* To be done *
Put the lines below into a JSON list of strings, one string per line, skipping any blank lines.

* Excerpted records *
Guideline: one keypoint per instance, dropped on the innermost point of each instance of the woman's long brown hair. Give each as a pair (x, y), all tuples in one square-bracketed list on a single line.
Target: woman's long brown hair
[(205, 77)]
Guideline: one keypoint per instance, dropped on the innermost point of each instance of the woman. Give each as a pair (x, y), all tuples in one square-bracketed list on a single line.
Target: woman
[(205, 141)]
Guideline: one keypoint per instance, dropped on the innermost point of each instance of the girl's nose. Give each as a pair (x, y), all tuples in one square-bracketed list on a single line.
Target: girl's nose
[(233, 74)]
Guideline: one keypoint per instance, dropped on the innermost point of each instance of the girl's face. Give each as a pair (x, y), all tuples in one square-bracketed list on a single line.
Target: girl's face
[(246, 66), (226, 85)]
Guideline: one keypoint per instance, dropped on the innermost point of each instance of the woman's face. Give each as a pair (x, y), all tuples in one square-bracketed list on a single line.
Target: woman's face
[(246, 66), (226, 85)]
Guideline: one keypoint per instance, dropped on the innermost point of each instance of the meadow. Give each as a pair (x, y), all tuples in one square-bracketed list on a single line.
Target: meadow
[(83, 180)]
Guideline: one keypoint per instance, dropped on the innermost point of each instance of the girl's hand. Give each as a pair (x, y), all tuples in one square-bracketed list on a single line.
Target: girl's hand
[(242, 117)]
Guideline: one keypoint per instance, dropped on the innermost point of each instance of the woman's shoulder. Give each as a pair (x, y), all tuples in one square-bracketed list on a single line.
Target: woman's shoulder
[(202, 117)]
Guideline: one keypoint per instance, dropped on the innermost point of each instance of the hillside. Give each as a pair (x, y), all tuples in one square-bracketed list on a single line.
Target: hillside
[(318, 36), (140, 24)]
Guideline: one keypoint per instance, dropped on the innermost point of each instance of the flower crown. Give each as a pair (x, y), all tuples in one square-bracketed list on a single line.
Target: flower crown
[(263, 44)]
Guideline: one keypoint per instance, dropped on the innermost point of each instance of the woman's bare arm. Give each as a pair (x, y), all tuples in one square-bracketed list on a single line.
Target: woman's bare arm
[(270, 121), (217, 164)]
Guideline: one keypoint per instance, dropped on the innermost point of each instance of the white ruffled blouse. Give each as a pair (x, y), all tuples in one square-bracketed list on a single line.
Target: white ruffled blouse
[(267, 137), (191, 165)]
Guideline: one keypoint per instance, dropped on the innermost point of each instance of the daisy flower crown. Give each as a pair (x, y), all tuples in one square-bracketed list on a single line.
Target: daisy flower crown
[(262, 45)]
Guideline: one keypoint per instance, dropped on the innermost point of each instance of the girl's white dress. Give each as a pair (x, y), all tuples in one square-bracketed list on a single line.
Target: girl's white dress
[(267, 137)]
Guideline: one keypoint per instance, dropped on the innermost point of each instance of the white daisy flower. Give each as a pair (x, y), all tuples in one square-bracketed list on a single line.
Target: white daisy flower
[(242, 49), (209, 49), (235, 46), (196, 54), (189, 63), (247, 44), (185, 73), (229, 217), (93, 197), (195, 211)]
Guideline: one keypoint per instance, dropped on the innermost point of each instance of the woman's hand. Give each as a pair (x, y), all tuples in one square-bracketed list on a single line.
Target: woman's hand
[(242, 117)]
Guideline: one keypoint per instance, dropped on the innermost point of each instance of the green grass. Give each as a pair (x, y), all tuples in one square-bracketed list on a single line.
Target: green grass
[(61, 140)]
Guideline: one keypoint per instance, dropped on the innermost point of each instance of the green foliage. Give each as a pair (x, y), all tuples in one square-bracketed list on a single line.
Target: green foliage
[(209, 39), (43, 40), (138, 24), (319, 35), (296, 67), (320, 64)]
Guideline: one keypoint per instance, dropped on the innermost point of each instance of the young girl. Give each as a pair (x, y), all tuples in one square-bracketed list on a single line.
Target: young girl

* Task result *
[
  "Guideline: one keypoint per instance, dropped on the innermost point of each instance of the woman's long brown hair. Give each as a pair (x, y), all tuples in one square-bracketed list on a single line.",
  "Target: woman's long brown hair",
  "[(205, 77)]",
  "Guideline: one keypoint per instance, dropped on the innermost point of each instance of the woman. Give each as a pair (x, y), all tuples in one square-bracketed list on a single line.",
  "Target: woman",
  "[(205, 141)]",
  "Guideline: one keypoint per instance, dropped on the innermost point of each instance of the girl's nose. Give each as a pair (x, y), all tuples in one square-bracketed list on a single line.",
  "Target: girl's nose",
  "[(233, 74)]",
  "Guideline: one keypoint per instance, dropped on the innermost point of each instance of the girl's face. Give each as a pair (x, y), all tuples in one square-bracketed list on a single line.",
  "Target: girl's face",
  "[(246, 66), (226, 85)]",
  "Guideline: one keypoint per instance, dropped on the innermost point of each instance of the woman's face. Give each as a pair (x, y), all tuples in one square-bracketed list on a single line.",
  "Target: woman's face",
  "[(246, 66), (226, 85)]",
  "Guideline: one keypoint per instance, dropped on the innermost point of each instance of the meadow. Give each as a pair (x, y), all tuples in one square-bracketed list on a single line.",
  "Target: meadow",
  "[(83, 180)]",
  "Guideline: one keypoint per instance, dropped on the innermost point of each instance of the girl's hand. Give each as a pair (x, y), all tuples in one square-bracketed list on a single line.",
  "Target: girl's hand",
  "[(242, 117)]",
  "Guideline: one keypoint per instance, dropped on the innermost point of each instance of the woman's shoulder. Give each as a pair (x, y), all tuples in one square-bracketed list on a single line.",
  "Target: woman's shoulder",
  "[(202, 117)]",
  "Guideline: one keypoint per instance, dropped on the innermost point of each instance of the hillside. Give each as a pair (x, y), all tuples in one square-bracketed list on a single line.",
  "Target: hillside",
  "[(318, 36), (140, 24)]",
  "Guideline: one keypoint per instance, dropped on the innermost point of each instance of the flower crown. Give each as a pair (x, y), all tuples in one square-bracketed list on a single line.",
  "Target: flower crown",
  "[(263, 44)]",
  "Guideline: one keypoint per instance, dropped on the innermost point of each instance of the woman's bare arm. Give each as a pair (x, y), all tuples in one square-bracketed list on a single line.",
  "Target: woman's bare arm",
  "[(270, 121), (217, 164)]",
  "Guideline: one keypoint per instance, dropped on the innermost point of each instance of the white ruffled blouse. Give each as a pair (x, y), all tuples in one square-bracketed list on a single line.",
  "Target: white ruffled blouse",
  "[(267, 137), (191, 165)]",
  "Guideline: one keypoint per instance, dropped on the innermost point of each instance of the daisy flower crown. Give each as a pair (x, y), all tuples in one square-bracketed list on a single line.",
  "Target: daisy flower crown",
  "[(262, 45)]",
  "Guideline: one keypoint per instance, dropped on the innermost point of each instance of the girl's white dress. Give each as a pair (x, y), all tuples in one square-bracketed list on a single line.",
  "Target: girl's white dress",
  "[(267, 137)]",
  "Guideline: one keypoint per instance, dropped on the innermost point of each instance of the white daisy flower. Give each as a pair (x, y), all tuples in one square-bracketed list on a single line.",
  "Target: white daisy flower",
  "[(242, 49), (209, 49), (235, 46), (196, 54), (189, 63), (247, 44), (185, 73), (229, 217), (93, 197), (195, 211)]",
  "Guideline: one keypoint per instance, dropped on the innermost point of each instance of the woman's hand. Give each as a pair (x, y), all tuples in one square-bracketed list on a single line.",
  "Target: woman's hand",
  "[(242, 117)]",
  "Guideline: one keypoint per instance, dropped on the innermost point of each instance of the green grass. Give each as a pair (x, y), all tuples in one square-bracketed list on a single line.",
  "Target: green grass",
  "[(61, 140)]",
  "Guideline: one keypoint per instance, dropped on the innermost point of each instance of the green foliage. Give each as a pair (x, y), all tuples in one square-bracketed list on a single line.",
  "Target: green foliage",
  "[(209, 39), (43, 40), (138, 24), (319, 35), (296, 67), (320, 64)]",
  "Guideline: one keypoint per instance, dropped on the innermost point of each instance of the young girl. Give each as a pair (x, y), all tuples in one square-bracketed list on a single line.",
  "Target: young girl"
]